> **Exercise**
First find the line with "Target: beige wall", then reproduce it and all following lines of the data to the end, exactly and with no pictures, adding nothing.

START Supplied records

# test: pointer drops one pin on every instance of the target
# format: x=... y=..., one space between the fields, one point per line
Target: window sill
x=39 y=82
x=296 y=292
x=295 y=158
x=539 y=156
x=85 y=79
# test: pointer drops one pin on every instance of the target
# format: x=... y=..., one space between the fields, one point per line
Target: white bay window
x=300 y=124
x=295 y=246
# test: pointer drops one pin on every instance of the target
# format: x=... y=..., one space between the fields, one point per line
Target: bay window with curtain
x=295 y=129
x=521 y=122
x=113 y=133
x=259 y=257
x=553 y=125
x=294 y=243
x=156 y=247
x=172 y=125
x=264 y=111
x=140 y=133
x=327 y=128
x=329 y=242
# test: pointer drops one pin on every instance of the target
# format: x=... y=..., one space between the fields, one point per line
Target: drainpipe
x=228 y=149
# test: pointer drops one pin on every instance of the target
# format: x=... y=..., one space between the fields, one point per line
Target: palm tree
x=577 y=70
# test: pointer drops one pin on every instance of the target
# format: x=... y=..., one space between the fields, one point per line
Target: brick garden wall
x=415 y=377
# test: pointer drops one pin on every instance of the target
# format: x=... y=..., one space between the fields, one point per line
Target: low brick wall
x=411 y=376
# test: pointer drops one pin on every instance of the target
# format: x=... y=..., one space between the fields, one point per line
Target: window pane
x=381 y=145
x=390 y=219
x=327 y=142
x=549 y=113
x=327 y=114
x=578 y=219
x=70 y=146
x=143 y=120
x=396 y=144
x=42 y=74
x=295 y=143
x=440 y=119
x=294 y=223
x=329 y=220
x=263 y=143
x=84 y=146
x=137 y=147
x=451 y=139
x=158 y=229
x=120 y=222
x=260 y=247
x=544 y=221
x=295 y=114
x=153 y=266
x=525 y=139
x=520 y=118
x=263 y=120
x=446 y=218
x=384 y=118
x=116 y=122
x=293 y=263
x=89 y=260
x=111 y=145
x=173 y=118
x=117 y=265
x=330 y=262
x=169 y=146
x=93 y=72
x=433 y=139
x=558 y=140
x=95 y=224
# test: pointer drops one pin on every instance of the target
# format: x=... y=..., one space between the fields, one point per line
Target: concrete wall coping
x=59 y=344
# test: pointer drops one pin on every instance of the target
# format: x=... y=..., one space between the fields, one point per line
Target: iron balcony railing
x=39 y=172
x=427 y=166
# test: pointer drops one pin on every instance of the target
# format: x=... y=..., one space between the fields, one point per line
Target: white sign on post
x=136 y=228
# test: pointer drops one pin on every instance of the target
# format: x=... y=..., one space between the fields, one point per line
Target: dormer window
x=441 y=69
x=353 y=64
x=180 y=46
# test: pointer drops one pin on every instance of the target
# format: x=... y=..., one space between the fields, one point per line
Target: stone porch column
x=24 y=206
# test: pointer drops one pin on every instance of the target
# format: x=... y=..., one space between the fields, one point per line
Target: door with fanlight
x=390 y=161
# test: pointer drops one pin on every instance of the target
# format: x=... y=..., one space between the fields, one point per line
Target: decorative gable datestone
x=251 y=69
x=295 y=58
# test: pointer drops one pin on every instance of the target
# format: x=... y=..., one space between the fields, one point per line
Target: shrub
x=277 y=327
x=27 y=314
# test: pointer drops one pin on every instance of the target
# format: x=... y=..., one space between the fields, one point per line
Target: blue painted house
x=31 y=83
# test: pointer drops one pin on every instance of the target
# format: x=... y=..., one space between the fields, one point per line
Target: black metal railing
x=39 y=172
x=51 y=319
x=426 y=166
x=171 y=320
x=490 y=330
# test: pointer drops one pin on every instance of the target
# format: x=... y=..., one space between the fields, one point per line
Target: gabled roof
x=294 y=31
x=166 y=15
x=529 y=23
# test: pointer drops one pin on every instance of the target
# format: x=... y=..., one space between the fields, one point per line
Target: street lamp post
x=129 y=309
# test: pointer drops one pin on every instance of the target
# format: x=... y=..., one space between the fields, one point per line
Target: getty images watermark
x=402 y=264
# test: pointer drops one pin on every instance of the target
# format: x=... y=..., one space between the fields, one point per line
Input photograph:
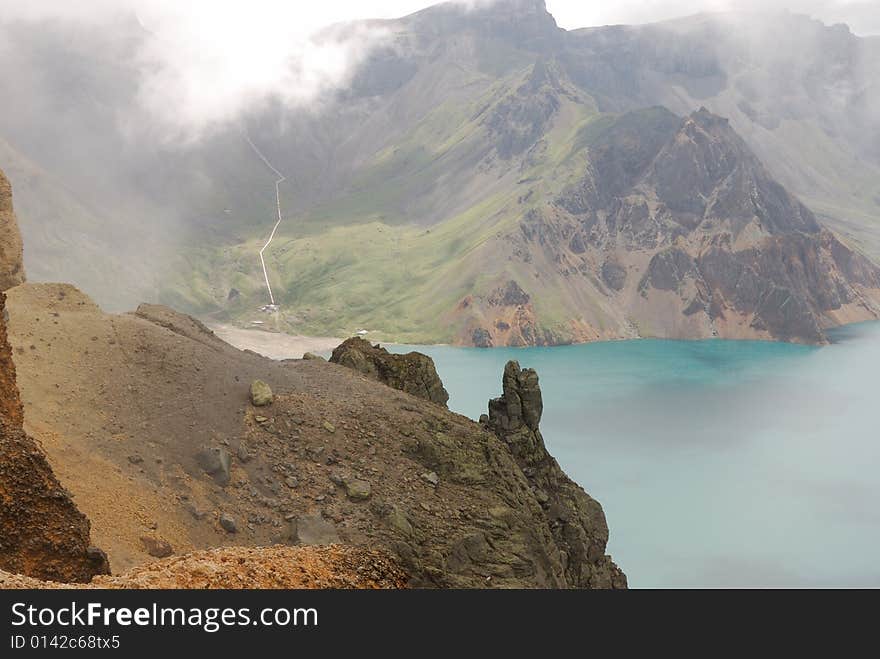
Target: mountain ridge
x=407 y=190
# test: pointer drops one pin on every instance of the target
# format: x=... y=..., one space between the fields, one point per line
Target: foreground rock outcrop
x=11 y=258
x=337 y=457
x=413 y=373
x=42 y=534
x=247 y=568
x=576 y=521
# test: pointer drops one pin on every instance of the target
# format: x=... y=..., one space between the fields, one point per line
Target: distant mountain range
x=487 y=179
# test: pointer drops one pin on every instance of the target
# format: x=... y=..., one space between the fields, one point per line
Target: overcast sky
x=212 y=58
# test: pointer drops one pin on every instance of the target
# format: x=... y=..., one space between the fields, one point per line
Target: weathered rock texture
x=677 y=224
x=11 y=258
x=42 y=534
x=575 y=521
x=413 y=373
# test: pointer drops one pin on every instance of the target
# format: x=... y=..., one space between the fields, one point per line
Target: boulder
x=228 y=523
x=157 y=547
x=313 y=530
x=216 y=462
x=413 y=373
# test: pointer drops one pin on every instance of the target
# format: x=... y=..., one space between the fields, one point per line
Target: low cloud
x=208 y=61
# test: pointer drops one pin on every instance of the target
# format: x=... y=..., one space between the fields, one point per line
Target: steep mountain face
x=803 y=95
x=686 y=232
x=42 y=533
x=423 y=201
x=11 y=256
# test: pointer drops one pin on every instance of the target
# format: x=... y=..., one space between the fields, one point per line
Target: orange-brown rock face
x=11 y=261
x=10 y=405
x=42 y=534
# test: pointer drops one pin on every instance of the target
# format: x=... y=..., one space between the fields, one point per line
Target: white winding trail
x=281 y=178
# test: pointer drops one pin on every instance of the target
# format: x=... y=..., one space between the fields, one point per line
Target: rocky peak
x=707 y=171
x=575 y=520
x=413 y=373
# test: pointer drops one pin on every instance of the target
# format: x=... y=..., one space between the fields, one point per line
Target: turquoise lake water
x=718 y=463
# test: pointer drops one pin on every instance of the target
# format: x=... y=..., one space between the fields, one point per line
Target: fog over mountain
x=458 y=174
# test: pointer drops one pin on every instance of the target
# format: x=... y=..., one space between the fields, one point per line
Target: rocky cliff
x=413 y=373
x=11 y=258
x=336 y=456
x=42 y=534
x=575 y=520
x=684 y=234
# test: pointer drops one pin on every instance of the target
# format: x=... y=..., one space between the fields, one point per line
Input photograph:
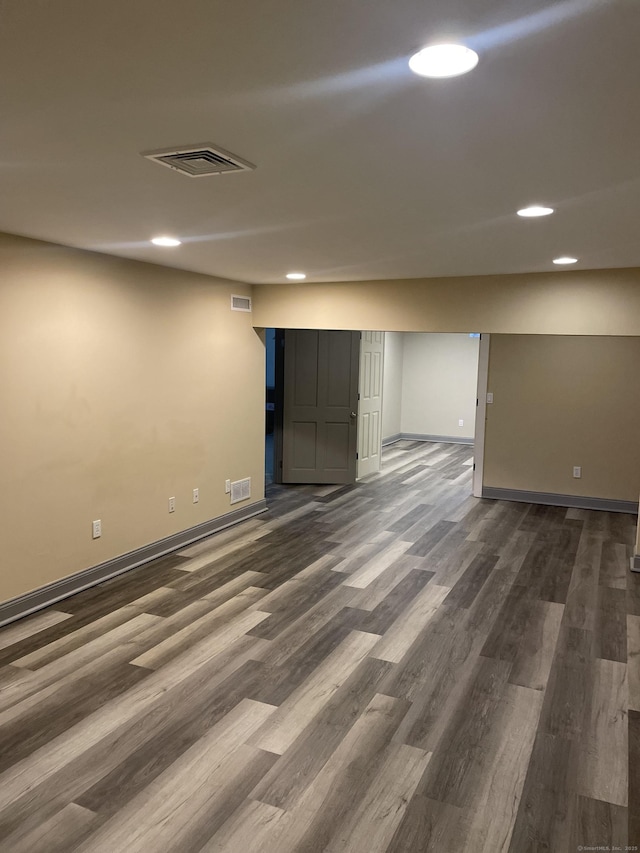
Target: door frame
x=481 y=414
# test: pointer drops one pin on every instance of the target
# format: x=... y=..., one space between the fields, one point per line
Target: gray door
x=320 y=406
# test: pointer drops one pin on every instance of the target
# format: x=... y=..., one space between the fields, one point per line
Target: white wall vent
x=241 y=303
x=240 y=490
x=199 y=161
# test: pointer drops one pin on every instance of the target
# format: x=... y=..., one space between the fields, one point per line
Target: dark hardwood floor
x=393 y=666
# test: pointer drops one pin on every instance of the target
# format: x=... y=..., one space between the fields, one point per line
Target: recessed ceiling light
x=165 y=241
x=535 y=210
x=443 y=60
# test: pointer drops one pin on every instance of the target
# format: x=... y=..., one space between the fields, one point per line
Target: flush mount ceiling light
x=165 y=241
x=535 y=210
x=443 y=60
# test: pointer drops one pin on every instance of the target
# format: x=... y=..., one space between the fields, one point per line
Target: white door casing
x=370 y=403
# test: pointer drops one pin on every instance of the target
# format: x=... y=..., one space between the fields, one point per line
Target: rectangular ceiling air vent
x=241 y=303
x=199 y=161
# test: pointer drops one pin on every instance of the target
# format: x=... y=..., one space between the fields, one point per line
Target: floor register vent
x=199 y=161
x=240 y=490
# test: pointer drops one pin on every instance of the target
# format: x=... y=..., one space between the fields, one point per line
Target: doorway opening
x=426 y=389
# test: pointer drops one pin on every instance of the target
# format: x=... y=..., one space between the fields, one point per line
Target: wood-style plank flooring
x=393 y=666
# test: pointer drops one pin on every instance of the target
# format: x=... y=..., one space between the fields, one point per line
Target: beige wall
x=439 y=384
x=592 y=302
x=121 y=384
x=560 y=402
x=392 y=384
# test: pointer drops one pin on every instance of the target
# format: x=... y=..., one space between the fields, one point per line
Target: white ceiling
x=364 y=171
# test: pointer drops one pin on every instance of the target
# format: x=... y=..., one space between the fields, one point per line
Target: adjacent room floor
x=393 y=666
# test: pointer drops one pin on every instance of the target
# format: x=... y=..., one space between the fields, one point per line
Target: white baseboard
x=47 y=595
x=418 y=436
x=548 y=498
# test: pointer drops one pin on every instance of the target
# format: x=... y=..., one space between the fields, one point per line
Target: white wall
x=430 y=383
x=439 y=383
x=392 y=384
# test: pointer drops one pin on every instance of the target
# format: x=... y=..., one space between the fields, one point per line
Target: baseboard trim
x=441 y=439
x=47 y=595
x=392 y=439
x=577 y=501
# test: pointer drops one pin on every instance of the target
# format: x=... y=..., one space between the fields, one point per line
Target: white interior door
x=370 y=403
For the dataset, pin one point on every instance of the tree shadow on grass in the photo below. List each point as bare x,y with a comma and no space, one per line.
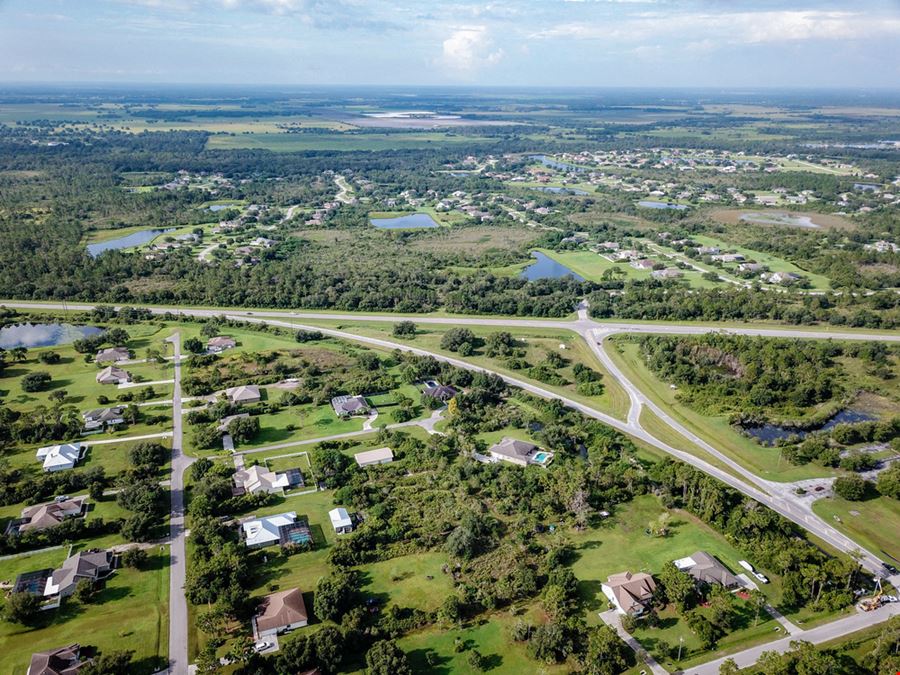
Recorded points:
429,661
592,598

END Supplied records

> **Response area**
Target: beige wall
x=439 y=384
x=592 y=302
x=121 y=384
x=560 y=402
x=392 y=384
# test: pointer drops one pin on every instance of the target
# format: x=... y=..., one space between the fields, one point per line
Target: white ceiling
x=364 y=171
# test: pointer drops one pin on every instance of the target
# format: x=... y=..., one space between the fields, one point per line
Target: adjacent room floor
x=393 y=666
# test: pointer drops one pin on every instance of the target
# format: x=... y=..., one space between the fields, one point per line
Target: white baseboard
x=47 y=595
x=418 y=436
x=548 y=498
# test: pointer drops one pin on every instance of the target
# format: x=... y=..., one space between the fields, one point per line
Target: white wall
x=430 y=383
x=439 y=383
x=392 y=384
# test: pointer drops one pin on every instance of the target
# format: x=... y=..., one space between the fields, one point per line
Target: baseboard trim
x=441 y=439
x=47 y=595
x=392 y=439
x=577 y=501
# test: pointer drops one pin on every instance of the target
# format: x=... y=..., one space between the fields, one point per line
Target: white interior door
x=370 y=403
For the dataset, pin one point on every instance of the tree shadow on grass in the photo below. List each point as bare x,y with a comma and no space, one per line.
Recorded points:
429,661
592,598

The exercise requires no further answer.